═══ EXCERPTED DATA
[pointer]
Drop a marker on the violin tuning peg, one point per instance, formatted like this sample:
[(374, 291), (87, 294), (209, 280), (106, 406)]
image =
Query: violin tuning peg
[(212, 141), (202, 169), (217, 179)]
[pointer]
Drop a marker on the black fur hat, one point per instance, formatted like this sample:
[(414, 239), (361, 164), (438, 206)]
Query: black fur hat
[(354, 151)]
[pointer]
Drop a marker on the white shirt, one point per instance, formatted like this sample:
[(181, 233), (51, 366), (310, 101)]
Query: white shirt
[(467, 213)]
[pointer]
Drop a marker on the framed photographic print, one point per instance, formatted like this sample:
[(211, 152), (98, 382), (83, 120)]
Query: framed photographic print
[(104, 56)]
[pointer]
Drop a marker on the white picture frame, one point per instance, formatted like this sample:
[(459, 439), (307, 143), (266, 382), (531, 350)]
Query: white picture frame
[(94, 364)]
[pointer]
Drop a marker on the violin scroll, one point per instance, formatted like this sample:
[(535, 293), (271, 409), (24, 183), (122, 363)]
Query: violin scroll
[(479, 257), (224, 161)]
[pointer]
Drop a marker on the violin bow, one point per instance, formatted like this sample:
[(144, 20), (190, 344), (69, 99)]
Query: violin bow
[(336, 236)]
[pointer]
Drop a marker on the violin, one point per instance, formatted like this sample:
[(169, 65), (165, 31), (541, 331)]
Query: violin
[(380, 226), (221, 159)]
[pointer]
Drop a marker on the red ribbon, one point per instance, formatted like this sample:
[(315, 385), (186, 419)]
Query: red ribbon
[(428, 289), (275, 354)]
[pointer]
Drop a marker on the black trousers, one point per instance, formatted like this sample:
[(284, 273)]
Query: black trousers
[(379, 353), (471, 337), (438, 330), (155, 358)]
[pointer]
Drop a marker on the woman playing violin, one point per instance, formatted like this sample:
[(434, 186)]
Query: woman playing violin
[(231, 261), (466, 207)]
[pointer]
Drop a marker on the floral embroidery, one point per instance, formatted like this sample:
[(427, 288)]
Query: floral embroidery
══════
### TO BE DONE
Render every line of the rows above as a numbered list, leaving out blank lines.

### SOLUTION TO THIS PROBLEM
1. [pointer]
2. Drop a marker on the violin tuning peg, one point per instance, formatted like this sample:
3. [(374, 291), (87, 294), (209, 280), (106, 406)]
4. image =
5. Query: violin tuning peg
6. [(212, 141), (202, 169), (217, 179)]
7. [pointer]
8. Drop a marker on the black fur hat, one point per instance, formatted like this sample:
9. [(414, 239), (361, 164), (438, 206)]
10. Query: black fur hat
11. [(354, 151)]
12. [pointer]
13. Drop a marker on the white shirt, one point per instance, formatted like this sample:
14. [(181, 233), (51, 366), (310, 101)]
15. Query: white shirt
16. [(467, 213)]
17. [pointer]
18. Drop a marker on the framed photographic print, one point per instance, formatted like this sample:
19. [(211, 152), (98, 382), (83, 120)]
20. Query: framed photographic print
21. [(104, 56)]
22. [pointer]
23. Drop a marker on the white picture frame, one point per instance, formatted like this sample:
24. [(459, 439), (307, 143), (266, 382), (531, 350)]
25. Query: white picture frame
26. [(94, 364)]
27. [pointer]
28. Drop a marker on the violin scroll, one point per instance, formatted like this sample:
29. [(535, 293), (271, 409), (24, 183), (122, 363)]
30. Query: violin scroll
31. [(479, 257), (224, 161)]
32. [pointer]
33. Drop a marker on the violin bow, one point per instance, formatted like this sample:
34. [(144, 20), (190, 344), (69, 99)]
35. Query: violin bow
36. [(336, 236)]
37. [pointer]
38. Drop a marker on the violin, one point per instance, formatted like this sample:
39. [(169, 65), (165, 31), (541, 331)]
40. Query: violin
41. [(380, 226), (221, 159)]
42. [pointer]
43. Drop a marker on the red ribbon, one point per instance, formatted like this sample:
44. [(315, 385), (186, 419)]
45. Query: red ribbon
46. [(428, 289), (275, 354)]
47. [pointer]
48. Drop a marker on the black trousers, one point per instance, formatted like this sample:
49. [(284, 273)]
50. Query: black trousers
51. [(379, 353), (471, 337), (438, 330), (155, 358)]
52. [pointer]
53. Drop a marker on the woman playing violin, one point per instance, formatted like this sample:
54. [(434, 186)]
55. Query: woman playing violin
56. [(231, 261), (466, 207)]
57. [pointer]
58. Drop a marker on the floral embroidery, one point per instance, formatted like this sample:
59. [(427, 288)]
60. Query: floral embroidery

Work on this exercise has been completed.